• _Set problem_: Can you give everything from the line containing "Return one point per instance of the gold necklace" down to the last of these lines again, requests included, but with every point coordinate in the answers scaled by 2.15 and rounded to whole numbers (halves up)? Leave out the pictures.

• _Extracted information_:

━━━━━━━━━━━━━━━━━━━━

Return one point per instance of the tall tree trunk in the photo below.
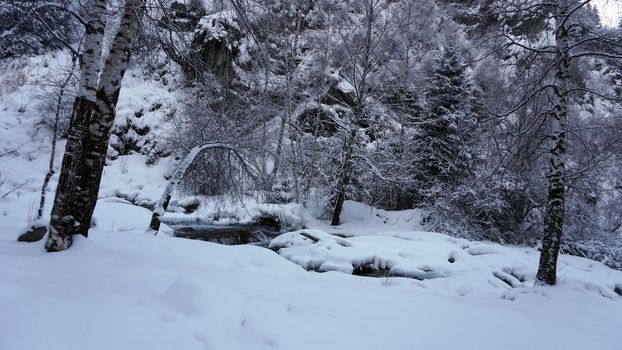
(344, 179)
(102, 119)
(50, 172)
(89, 133)
(554, 219)
(63, 222)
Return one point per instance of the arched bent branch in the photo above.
(162, 204)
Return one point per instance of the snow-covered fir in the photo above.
(296, 174)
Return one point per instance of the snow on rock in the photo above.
(455, 266)
(130, 290)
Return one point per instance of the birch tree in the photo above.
(92, 118)
(569, 39)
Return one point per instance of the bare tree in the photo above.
(92, 119)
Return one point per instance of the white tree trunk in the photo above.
(89, 132)
(554, 218)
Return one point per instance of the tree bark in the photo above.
(50, 172)
(89, 132)
(554, 218)
(344, 179)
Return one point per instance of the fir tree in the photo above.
(444, 146)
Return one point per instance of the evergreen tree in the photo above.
(443, 148)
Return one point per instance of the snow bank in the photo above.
(129, 290)
(454, 266)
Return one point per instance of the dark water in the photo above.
(229, 235)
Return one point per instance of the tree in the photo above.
(92, 118)
(558, 36)
(444, 147)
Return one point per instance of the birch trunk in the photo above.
(554, 218)
(63, 221)
(344, 179)
(89, 133)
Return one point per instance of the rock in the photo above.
(35, 233)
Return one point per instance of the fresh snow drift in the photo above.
(124, 289)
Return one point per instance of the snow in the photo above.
(124, 289)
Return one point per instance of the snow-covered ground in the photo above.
(124, 289)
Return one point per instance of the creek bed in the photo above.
(228, 234)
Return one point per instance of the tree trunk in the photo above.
(554, 219)
(344, 179)
(50, 172)
(89, 132)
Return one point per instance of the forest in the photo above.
(409, 153)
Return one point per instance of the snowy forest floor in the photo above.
(123, 289)
(128, 290)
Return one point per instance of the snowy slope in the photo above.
(128, 290)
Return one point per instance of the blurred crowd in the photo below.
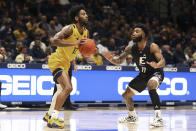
(27, 25)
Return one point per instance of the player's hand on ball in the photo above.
(152, 64)
(81, 41)
(108, 55)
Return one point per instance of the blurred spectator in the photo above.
(179, 56)
(128, 61)
(97, 59)
(24, 57)
(6, 56)
(111, 22)
(38, 53)
(5, 29)
(19, 33)
(1, 58)
(102, 46)
(38, 40)
(189, 55)
(31, 25)
(8, 42)
(194, 64)
(168, 55)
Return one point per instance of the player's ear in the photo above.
(76, 18)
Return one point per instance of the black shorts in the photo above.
(139, 83)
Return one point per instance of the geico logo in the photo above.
(192, 69)
(170, 88)
(45, 66)
(121, 86)
(170, 69)
(16, 65)
(30, 85)
(136, 69)
(81, 67)
(113, 68)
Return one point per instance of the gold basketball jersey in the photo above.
(64, 55)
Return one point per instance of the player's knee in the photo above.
(152, 84)
(69, 89)
(127, 93)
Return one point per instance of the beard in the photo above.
(83, 22)
(137, 39)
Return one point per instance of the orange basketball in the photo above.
(87, 48)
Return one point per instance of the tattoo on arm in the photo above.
(129, 103)
(158, 55)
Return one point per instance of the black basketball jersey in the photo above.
(141, 57)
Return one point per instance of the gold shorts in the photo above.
(57, 66)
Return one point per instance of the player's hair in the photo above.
(74, 11)
(143, 27)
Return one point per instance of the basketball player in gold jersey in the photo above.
(67, 41)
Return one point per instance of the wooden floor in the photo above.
(182, 118)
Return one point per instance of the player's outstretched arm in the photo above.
(117, 60)
(156, 51)
(63, 34)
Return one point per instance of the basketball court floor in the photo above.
(180, 118)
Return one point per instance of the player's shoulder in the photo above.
(67, 30)
(67, 27)
(154, 47)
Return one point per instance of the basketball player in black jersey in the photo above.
(150, 62)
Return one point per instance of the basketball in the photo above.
(87, 48)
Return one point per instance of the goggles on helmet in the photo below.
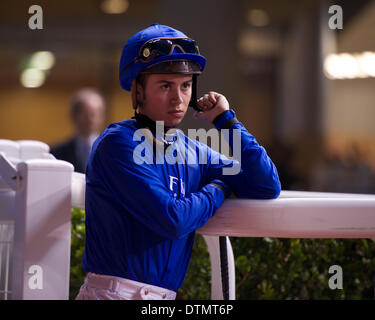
(157, 47)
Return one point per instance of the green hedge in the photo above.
(267, 268)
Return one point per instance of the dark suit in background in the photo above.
(87, 113)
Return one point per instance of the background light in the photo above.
(32, 78)
(350, 66)
(114, 6)
(258, 17)
(42, 60)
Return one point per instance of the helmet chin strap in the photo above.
(193, 99)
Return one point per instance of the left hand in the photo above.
(212, 104)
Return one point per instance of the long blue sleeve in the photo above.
(257, 176)
(140, 189)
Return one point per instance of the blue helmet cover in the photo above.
(134, 44)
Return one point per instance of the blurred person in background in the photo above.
(87, 112)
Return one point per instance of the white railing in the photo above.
(35, 219)
(295, 214)
(36, 197)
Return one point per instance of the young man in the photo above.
(142, 213)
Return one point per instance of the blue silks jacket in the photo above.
(141, 217)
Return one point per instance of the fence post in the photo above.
(42, 230)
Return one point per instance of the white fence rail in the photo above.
(37, 193)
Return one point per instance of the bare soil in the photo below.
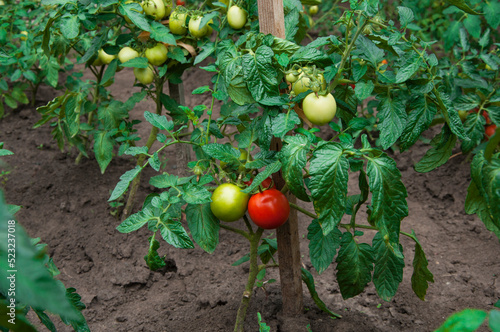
(66, 205)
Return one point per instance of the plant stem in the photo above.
(140, 161)
(252, 276)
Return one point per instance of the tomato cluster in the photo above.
(268, 209)
(319, 106)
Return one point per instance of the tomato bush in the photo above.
(269, 209)
(373, 80)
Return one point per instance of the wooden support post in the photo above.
(176, 92)
(272, 21)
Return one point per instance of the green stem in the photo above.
(252, 276)
(140, 161)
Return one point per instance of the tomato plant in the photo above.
(228, 202)
(269, 209)
(267, 90)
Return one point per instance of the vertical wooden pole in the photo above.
(176, 92)
(272, 20)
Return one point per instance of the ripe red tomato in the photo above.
(266, 183)
(490, 130)
(269, 209)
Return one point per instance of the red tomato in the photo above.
(266, 183)
(269, 209)
(487, 117)
(490, 130)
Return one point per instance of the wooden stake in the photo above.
(272, 21)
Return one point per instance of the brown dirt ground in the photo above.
(66, 205)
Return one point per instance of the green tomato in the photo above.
(303, 83)
(236, 17)
(157, 55)
(154, 8)
(319, 109)
(228, 202)
(243, 158)
(145, 75)
(105, 57)
(194, 27)
(177, 23)
(127, 53)
(291, 78)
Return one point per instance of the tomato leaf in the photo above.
(294, 159)
(153, 260)
(260, 74)
(388, 272)
(354, 266)
(194, 194)
(468, 320)
(103, 149)
(322, 248)
(284, 122)
(329, 176)
(124, 182)
(389, 194)
(173, 232)
(204, 226)
(419, 120)
(442, 147)
(392, 117)
(421, 275)
(134, 222)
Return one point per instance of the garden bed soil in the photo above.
(66, 205)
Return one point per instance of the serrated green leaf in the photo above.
(421, 275)
(294, 159)
(195, 194)
(204, 226)
(392, 120)
(322, 248)
(419, 120)
(159, 121)
(260, 73)
(388, 272)
(354, 266)
(103, 149)
(438, 154)
(134, 222)
(173, 232)
(124, 182)
(389, 194)
(329, 176)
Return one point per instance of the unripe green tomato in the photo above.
(157, 55)
(291, 78)
(463, 115)
(105, 57)
(126, 54)
(236, 17)
(177, 22)
(145, 75)
(228, 202)
(168, 7)
(319, 109)
(194, 27)
(154, 8)
(303, 83)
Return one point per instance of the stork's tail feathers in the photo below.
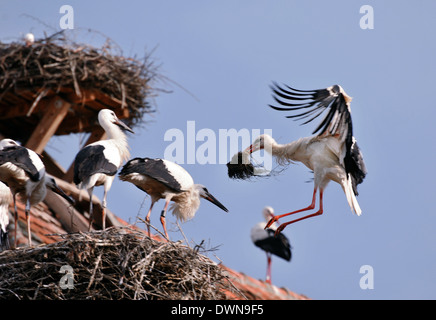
(351, 197)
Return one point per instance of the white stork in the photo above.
(97, 163)
(266, 240)
(5, 199)
(332, 154)
(23, 172)
(163, 179)
(29, 39)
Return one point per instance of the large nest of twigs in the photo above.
(57, 65)
(110, 264)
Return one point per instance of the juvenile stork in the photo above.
(163, 179)
(266, 240)
(97, 163)
(23, 171)
(332, 154)
(5, 199)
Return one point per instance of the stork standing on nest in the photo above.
(332, 154)
(5, 199)
(268, 242)
(97, 163)
(163, 179)
(23, 171)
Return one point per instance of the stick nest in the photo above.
(111, 264)
(56, 63)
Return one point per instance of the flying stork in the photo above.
(5, 199)
(332, 154)
(23, 172)
(266, 240)
(163, 179)
(97, 163)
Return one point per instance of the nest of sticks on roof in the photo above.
(111, 264)
(55, 64)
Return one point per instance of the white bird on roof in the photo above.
(23, 172)
(97, 163)
(163, 179)
(266, 240)
(29, 39)
(332, 155)
(5, 199)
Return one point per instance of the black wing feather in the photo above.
(278, 245)
(337, 120)
(91, 160)
(153, 168)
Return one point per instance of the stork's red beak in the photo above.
(122, 125)
(212, 199)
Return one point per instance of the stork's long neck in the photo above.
(115, 134)
(187, 205)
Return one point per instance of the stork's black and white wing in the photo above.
(278, 245)
(91, 160)
(335, 103)
(23, 158)
(169, 174)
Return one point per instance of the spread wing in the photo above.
(335, 104)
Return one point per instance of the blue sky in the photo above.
(221, 58)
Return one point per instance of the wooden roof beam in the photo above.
(55, 112)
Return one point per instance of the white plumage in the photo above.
(97, 163)
(5, 199)
(163, 179)
(332, 154)
(23, 171)
(265, 239)
(29, 39)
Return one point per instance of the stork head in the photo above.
(7, 143)
(264, 141)
(29, 38)
(268, 213)
(204, 193)
(107, 117)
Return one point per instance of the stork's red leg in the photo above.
(147, 218)
(162, 218)
(268, 268)
(319, 212)
(15, 220)
(275, 218)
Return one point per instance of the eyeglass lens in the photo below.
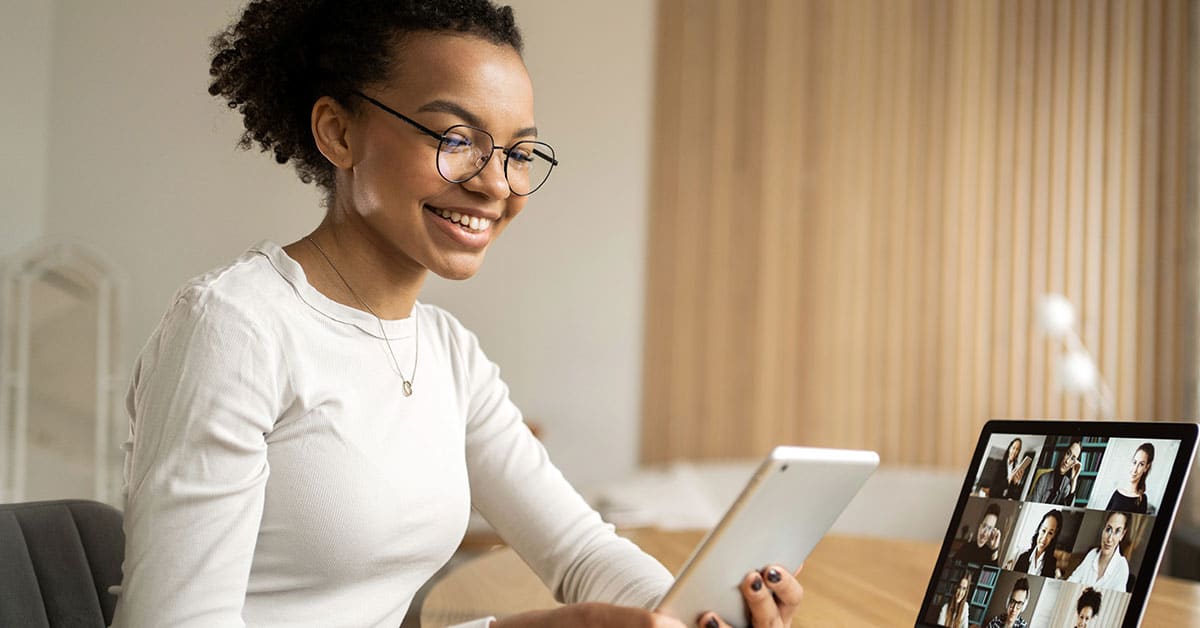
(465, 151)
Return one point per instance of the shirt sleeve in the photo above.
(203, 398)
(532, 506)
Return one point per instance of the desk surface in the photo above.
(840, 574)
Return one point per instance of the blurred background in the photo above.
(819, 222)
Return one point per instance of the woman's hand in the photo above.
(772, 598)
(589, 615)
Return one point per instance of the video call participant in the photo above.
(1132, 496)
(1039, 560)
(954, 612)
(985, 546)
(1007, 482)
(1104, 567)
(1057, 485)
(1087, 608)
(1017, 600)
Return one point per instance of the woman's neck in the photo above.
(348, 263)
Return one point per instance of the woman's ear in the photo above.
(331, 131)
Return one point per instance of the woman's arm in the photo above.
(533, 507)
(201, 404)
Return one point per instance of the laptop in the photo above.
(1060, 524)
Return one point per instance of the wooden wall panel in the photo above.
(857, 204)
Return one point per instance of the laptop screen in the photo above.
(1060, 524)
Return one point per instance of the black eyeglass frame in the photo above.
(442, 138)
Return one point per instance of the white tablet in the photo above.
(785, 509)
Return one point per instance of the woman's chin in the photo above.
(459, 271)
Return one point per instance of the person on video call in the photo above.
(1086, 608)
(1057, 485)
(1008, 479)
(306, 437)
(954, 612)
(985, 546)
(1039, 560)
(1017, 600)
(1105, 567)
(1131, 496)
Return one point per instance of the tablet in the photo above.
(1077, 536)
(787, 506)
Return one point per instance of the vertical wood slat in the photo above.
(858, 203)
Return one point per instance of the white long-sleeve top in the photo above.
(277, 476)
(1116, 575)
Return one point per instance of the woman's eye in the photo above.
(455, 142)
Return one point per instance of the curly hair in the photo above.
(281, 55)
(1090, 598)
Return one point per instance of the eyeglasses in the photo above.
(463, 151)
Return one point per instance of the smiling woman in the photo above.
(306, 437)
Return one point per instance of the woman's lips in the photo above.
(467, 231)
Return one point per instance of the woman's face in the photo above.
(1047, 532)
(960, 593)
(1113, 533)
(1139, 467)
(1084, 617)
(393, 187)
(1014, 450)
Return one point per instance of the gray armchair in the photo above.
(57, 562)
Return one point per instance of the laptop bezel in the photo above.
(1185, 432)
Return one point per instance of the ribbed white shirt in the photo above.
(277, 476)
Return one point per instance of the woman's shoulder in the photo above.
(245, 288)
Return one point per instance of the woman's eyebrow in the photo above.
(442, 106)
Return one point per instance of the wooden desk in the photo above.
(847, 581)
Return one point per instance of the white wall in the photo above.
(143, 167)
(25, 33)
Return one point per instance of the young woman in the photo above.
(1105, 567)
(1008, 482)
(1039, 558)
(306, 437)
(1131, 497)
(954, 612)
(1086, 608)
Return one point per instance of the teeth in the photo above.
(471, 222)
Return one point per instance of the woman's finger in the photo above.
(760, 600)
(786, 588)
(711, 620)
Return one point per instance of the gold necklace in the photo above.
(387, 341)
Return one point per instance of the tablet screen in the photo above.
(1061, 524)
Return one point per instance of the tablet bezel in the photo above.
(723, 598)
(1185, 432)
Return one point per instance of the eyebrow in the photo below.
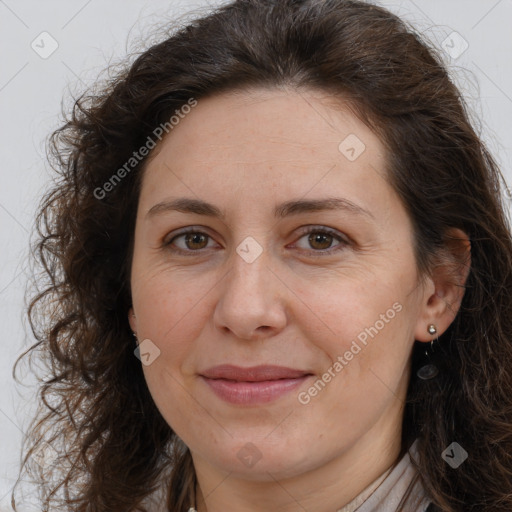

━━━━━━━━━━━━━━━━━━━━

• _Response_:
Return one point per instance of the gold necklace in the photo above.
(832, 733)
Return one point per instance of the tablet screen in the photo above.
(2281, 1127)
Return one point per instance of the tablet bezel in the photo above.
(1554, 1286)
(2548, 929)
Return one point per instance of the eyebrow in the photo below.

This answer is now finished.